Material for this exercise Start Marker

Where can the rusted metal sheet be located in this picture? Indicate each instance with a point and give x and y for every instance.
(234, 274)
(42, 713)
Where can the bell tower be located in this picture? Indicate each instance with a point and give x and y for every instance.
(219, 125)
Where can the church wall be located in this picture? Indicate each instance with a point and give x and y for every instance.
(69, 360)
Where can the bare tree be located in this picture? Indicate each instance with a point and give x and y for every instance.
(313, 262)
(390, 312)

Material for this exercise End Marker

§ **What the task requires**
Here, the lines to copy run from the one containing "Where can the bare" to the final line of the listing; copy them exactly and nothing else.

§ **Reply to the task**
Where can the bare tree be located in this picture? Indicate each instance with a point and give x and y for every instance.
(313, 262)
(390, 312)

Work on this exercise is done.